- [STATED TASK] Swap "keypoint" for "marker" in the entries from the line containing "Each instance receives exactly one keypoint. Mark the sign" through the end of the entries, leaving everything else unchanged, and output only those lines.

- [SUPPLIED MATERIAL]
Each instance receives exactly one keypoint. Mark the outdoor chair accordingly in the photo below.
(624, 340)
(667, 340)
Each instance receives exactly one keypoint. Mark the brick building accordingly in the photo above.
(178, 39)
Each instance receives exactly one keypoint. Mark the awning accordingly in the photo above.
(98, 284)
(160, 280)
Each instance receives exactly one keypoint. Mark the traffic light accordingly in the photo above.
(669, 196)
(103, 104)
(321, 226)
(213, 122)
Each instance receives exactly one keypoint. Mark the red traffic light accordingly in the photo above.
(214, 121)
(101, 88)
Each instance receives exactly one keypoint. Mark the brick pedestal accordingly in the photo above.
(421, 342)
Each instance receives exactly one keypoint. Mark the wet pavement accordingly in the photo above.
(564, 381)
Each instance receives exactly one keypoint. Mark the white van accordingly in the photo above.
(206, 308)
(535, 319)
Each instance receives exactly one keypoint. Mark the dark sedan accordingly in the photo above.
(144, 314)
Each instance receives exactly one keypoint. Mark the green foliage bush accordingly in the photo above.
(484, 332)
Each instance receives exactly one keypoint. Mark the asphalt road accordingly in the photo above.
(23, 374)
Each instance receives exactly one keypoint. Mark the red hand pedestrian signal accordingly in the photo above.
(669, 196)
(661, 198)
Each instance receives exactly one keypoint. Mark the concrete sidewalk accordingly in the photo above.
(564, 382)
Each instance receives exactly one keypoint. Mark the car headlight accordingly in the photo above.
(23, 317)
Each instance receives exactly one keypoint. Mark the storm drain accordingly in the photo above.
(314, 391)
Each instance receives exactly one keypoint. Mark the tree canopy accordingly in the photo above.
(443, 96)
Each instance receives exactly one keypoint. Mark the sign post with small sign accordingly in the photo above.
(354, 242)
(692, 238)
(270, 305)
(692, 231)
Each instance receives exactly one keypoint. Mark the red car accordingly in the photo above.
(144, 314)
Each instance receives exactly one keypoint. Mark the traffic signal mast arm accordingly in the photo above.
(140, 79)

- [THE RESULT]
Each instance receives exactly one marker. Mark the sign post with small sign accordingly in the photo above.
(354, 242)
(692, 238)
(270, 305)
(692, 231)
Each instance receives exactly one marker. Mark the red car accordingly in the photo above.
(144, 314)
Each instance receives exactly one marker. Mark the traffic signal mast arm accordingly in the photo above.
(140, 79)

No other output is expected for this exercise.